__Exercise__: Put every line of the records below into a numbered list, leaving out the blank lines.

__Material to process__:
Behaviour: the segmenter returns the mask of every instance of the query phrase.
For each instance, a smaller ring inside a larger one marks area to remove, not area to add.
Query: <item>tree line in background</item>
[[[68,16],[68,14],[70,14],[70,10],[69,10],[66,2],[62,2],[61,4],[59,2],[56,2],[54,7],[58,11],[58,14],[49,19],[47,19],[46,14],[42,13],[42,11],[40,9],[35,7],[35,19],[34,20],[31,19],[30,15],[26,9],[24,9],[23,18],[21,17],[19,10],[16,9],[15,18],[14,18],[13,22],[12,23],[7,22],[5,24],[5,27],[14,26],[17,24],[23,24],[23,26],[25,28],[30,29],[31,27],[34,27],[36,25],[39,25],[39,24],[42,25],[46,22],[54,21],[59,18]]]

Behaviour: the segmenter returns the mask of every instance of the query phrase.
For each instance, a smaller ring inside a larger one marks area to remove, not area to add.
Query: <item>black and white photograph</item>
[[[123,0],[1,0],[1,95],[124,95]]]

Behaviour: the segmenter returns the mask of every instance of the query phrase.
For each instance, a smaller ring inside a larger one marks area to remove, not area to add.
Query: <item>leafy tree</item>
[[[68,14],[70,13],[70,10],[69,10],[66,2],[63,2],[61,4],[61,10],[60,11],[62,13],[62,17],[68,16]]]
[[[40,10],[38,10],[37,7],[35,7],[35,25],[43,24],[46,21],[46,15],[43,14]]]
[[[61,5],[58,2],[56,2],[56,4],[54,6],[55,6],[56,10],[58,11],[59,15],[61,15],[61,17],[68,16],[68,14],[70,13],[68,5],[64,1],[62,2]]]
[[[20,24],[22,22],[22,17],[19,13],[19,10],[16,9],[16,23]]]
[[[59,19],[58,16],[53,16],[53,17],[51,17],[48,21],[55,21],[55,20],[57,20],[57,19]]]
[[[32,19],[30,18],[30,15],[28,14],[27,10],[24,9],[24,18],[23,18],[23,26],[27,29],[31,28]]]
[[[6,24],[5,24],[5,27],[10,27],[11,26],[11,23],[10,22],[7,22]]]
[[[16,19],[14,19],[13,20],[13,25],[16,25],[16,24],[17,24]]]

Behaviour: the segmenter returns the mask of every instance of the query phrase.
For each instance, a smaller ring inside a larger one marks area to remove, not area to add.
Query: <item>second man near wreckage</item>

__Solution__:
1. Behaviour: the segmenter returns the mask of every instance of the query phrase.
2. For each instance, a smaller ring inside a larger one marks area to remove, not area to add.
3. Query: <item>tree line in background</item>
4. [[[68,16],[68,14],[70,14],[70,10],[69,10],[66,2],[62,2],[61,4],[59,2],[56,2],[54,7],[58,11],[58,14],[49,19],[47,19],[46,14],[42,13],[42,11],[40,9],[35,7],[35,19],[34,20],[31,19],[30,15],[26,9],[24,9],[23,18],[21,17],[19,10],[16,9],[15,18],[14,18],[13,22],[12,23],[7,22],[5,24],[5,27],[14,26],[17,24],[23,24],[23,26],[25,28],[30,29],[31,27],[34,27],[36,25],[39,25],[39,24],[42,25],[46,22],[54,21],[59,18]]]
5. Behaviour: the segmenter returns the mask of every instance of the query phrase.
6. For each instance, a smaller ring inside a larger one marks area to remove, not area to add.
7. Query: <item>black and white photograph</item>
8. [[[123,0],[1,0],[1,95],[124,95]]]
9. Behaviour: the segmenter returns the mask of every instance of the query phrase.
10. For each instance, a smaller ring inside a larger one marks area to remove, not area to add.
11. Query: <item>leafy tree</item>
12. [[[68,14],[70,13],[70,10],[69,10],[66,2],[63,2],[61,4],[61,10],[60,11],[62,13],[62,17],[68,16]]]
13. [[[40,10],[38,10],[37,7],[35,7],[35,25],[43,24],[46,21],[46,15],[43,14]]]
14. [[[61,5],[58,2],[56,2],[56,4],[54,6],[55,6],[56,10],[58,11],[59,15],[61,15],[61,17],[68,16],[68,14],[70,13],[68,5],[64,1],[62,2]]]
15. [[[20,24],[22,22],[22,17],[19,13],[19,10],[16,9],[16,23]]]
16. [[[59,19],[58,16],[53,16],[53,17],[51,17],[48,21],[55,21],[55,20],[57,20],[57,19]]]
17. [[[32,19],[30,18],[30,15],[28,14],[27,10],[24,9],[24,18],[23,18],[23,26],[27,29],[31,28]]]
18. [[[6,24],[5,24],[5,27],[10,27],[11,26],[11,23],[10,22],[7,22]]]
19. [[[16,19],[14,19],[13,20],[13,25],[16,25],[16,24],[17,24]]]
20. Behaviour: the segmenter returns the mask of every instance of the query phrase.
21. For each instance, a smaller ring inside a larger one marks area to remove, not area to add.
22. Query: <item>second man near wreckage</item>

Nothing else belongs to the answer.